Print the part of the records that starts with the line containing "Provide one point per instance of the blue striped" and runs through the end of the records, reproducing every line verbatim.

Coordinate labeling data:
---------------
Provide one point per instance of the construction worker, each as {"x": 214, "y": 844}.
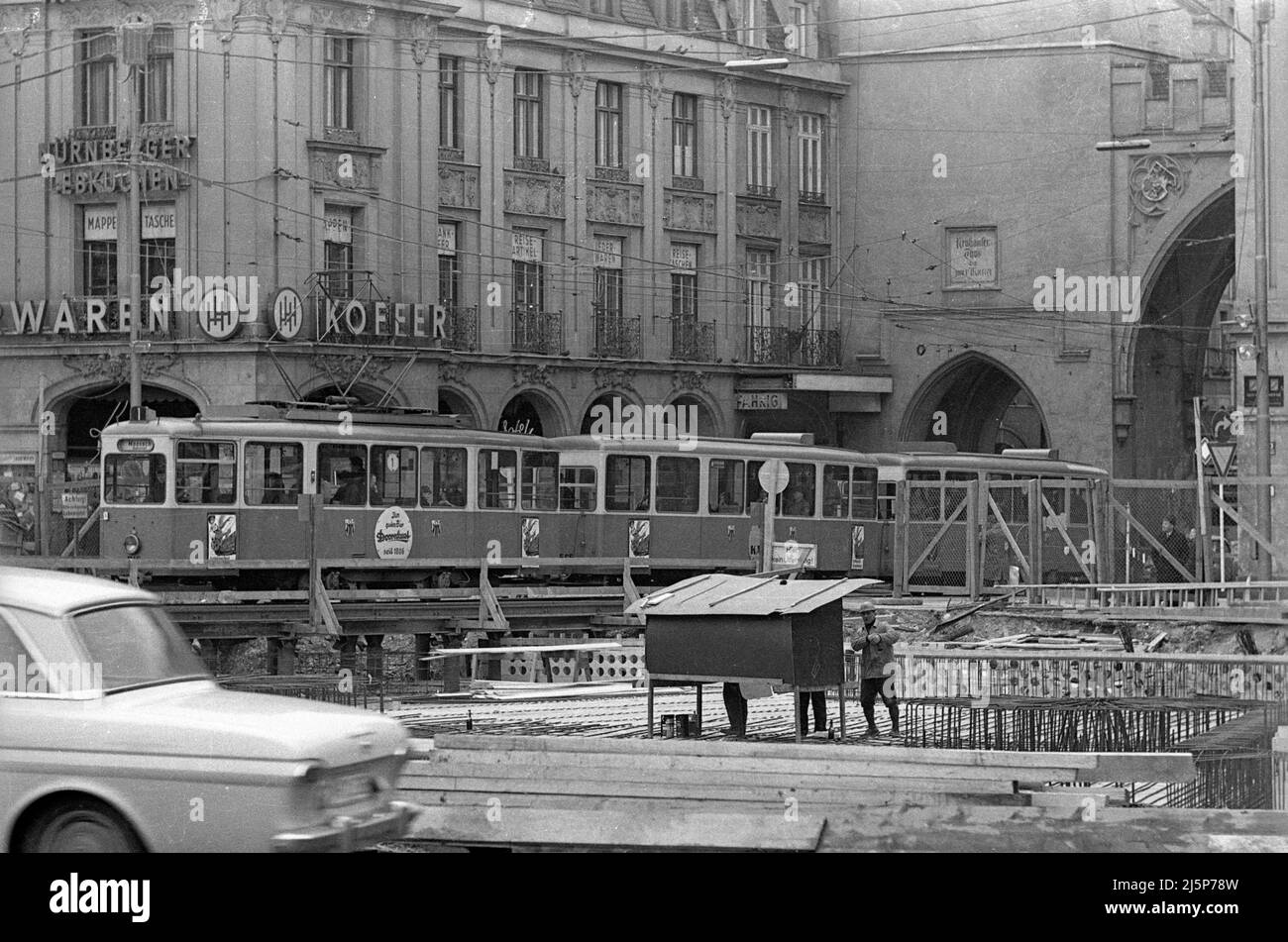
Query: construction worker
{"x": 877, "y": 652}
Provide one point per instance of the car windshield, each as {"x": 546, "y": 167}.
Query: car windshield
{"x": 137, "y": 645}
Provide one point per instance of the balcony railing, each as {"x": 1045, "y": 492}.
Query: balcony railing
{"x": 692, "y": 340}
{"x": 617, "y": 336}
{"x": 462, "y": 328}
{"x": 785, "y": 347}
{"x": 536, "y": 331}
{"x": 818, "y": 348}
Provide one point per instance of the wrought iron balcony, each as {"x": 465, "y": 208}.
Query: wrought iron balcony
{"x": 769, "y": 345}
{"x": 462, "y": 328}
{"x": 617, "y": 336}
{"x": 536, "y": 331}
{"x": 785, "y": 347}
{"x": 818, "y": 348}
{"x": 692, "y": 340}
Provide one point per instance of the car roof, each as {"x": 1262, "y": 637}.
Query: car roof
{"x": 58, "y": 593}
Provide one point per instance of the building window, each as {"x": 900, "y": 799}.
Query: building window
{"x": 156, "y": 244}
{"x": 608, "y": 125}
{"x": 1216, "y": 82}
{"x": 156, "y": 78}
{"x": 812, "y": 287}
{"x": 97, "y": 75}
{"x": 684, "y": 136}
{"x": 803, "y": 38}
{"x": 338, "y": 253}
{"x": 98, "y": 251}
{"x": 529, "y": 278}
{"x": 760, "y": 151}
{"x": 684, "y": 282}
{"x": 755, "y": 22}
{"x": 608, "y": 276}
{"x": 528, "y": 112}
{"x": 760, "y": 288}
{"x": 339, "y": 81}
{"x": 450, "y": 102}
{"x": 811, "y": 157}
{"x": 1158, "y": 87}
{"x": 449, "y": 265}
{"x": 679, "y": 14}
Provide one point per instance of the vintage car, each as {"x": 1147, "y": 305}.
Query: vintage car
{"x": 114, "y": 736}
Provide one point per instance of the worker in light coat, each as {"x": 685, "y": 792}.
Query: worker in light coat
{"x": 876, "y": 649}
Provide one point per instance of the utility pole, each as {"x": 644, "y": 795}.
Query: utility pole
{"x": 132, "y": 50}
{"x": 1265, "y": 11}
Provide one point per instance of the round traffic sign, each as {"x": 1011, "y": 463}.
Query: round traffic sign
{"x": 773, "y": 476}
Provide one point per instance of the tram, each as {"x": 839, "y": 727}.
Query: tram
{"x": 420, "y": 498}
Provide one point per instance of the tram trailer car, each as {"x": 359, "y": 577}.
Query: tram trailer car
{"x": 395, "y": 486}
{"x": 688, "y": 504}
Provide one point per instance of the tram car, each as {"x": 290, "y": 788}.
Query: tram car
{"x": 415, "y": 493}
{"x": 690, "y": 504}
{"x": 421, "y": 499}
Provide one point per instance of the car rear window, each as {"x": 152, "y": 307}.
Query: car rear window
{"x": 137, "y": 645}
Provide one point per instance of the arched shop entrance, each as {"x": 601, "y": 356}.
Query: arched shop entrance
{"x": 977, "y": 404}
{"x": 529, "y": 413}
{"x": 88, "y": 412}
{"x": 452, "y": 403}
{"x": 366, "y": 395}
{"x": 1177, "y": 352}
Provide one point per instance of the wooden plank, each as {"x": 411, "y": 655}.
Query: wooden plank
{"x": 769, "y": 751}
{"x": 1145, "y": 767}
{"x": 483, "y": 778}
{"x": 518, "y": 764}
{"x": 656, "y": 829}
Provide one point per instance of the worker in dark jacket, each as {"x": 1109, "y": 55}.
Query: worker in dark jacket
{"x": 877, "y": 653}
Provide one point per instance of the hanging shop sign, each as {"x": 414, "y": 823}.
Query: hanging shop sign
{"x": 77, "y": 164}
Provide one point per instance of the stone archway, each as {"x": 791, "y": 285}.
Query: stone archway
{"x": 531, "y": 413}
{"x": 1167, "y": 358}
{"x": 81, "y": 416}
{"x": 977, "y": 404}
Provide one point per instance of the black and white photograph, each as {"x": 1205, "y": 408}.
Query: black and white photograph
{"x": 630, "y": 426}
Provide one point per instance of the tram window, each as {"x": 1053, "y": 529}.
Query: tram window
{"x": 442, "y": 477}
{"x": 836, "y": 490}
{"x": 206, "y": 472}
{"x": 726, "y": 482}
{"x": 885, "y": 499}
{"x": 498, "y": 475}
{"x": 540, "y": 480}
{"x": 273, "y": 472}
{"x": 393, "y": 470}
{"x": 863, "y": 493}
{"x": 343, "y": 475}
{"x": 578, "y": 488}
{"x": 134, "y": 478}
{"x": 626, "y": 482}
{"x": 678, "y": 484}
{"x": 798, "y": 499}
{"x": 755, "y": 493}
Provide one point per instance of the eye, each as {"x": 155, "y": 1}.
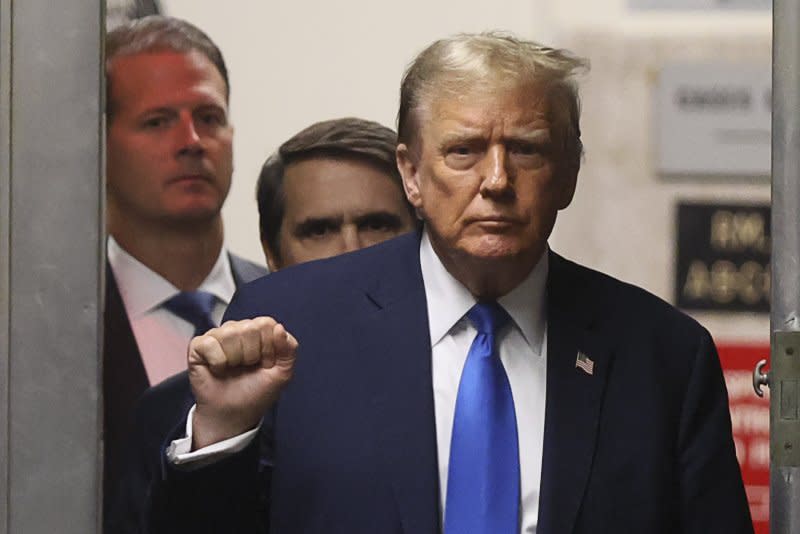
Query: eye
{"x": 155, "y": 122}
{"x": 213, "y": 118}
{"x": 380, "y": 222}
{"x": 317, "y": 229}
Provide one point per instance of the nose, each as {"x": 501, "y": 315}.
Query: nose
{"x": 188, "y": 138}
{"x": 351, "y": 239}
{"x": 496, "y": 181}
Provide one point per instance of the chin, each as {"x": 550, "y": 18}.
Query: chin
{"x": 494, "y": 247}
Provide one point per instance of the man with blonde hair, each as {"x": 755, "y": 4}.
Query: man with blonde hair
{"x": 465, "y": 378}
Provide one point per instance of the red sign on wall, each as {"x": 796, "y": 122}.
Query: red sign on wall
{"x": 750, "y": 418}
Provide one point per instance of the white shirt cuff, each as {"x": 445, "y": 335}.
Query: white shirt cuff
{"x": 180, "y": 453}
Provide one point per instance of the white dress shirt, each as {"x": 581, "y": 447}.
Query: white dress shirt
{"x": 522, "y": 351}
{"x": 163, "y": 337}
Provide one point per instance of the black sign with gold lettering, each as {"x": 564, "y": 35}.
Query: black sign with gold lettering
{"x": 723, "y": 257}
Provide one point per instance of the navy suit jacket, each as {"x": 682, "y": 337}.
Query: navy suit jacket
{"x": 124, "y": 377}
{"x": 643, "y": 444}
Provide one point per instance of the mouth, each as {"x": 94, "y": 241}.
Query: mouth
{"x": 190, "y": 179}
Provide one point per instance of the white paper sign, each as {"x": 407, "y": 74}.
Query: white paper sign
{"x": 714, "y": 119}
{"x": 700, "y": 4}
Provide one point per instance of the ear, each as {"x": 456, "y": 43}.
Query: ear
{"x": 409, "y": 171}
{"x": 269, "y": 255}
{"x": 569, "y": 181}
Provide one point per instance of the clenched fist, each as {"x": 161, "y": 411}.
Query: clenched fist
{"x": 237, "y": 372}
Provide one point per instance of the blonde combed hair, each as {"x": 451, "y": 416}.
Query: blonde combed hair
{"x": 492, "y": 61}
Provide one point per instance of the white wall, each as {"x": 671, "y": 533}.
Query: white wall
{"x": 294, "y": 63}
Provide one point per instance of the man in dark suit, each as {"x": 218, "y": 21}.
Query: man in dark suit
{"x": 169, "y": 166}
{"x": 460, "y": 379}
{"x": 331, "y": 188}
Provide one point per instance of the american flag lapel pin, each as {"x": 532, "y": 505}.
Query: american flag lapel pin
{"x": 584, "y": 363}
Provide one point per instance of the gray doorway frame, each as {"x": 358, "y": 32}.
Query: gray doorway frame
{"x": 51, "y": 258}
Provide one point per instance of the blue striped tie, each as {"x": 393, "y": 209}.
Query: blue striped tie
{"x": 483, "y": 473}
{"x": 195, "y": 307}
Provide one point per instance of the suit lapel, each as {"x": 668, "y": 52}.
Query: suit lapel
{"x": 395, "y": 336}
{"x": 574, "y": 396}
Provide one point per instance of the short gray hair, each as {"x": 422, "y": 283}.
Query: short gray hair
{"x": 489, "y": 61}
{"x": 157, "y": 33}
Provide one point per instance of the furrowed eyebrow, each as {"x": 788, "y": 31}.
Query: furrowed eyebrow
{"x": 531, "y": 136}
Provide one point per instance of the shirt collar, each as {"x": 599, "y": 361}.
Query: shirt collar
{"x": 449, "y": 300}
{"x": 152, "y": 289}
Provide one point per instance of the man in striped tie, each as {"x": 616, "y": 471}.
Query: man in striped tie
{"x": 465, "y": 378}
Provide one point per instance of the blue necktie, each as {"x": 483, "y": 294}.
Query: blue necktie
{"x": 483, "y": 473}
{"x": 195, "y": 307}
---------------
Output below:
Provide one point per instance of the blue striped tie, each as {"x": 393, "y": 209}.
Query: blue striped tie
{"x": 483, "y": 473}
{"x": 195, "y": 307}
Provide one point per instance of the suit lapel, each as {"x": 668, "y": 52}.
Query: suit lapel
{"x": 395, "y": 336}
{"x": 574, "y": 396}
Provide one point per instance of the short gray hair, each as {"x": 422, "y": 283}.
Query: short gray hair
{"x": 489, "y": 61}
{"x": 157, "y": 33}
Provide one point per instance of the furrowed eyebrow, each as {"x": 788, "y": 31}.
Query: furrowed eyebrow
{"x": 531, "y": 136}
Provide one point per instance of the shirt collar, each as {"x": 599, "y": 361}.
Query: shirt collar
{"x": 449, "y": 300}
{"x": 152, "y": 289}
Provide one point per instance of the man in striped tie, each as {"x": 616, "y": 471}.
Query: man in striped tie
{"x": 465, "y": 378}
Provide one point per instance of the blue necktie, each as {"x": 483, "y": 294}.
Query: blue necktie
{"x": 483, "y": 473}
{"x": 195, "y": 307}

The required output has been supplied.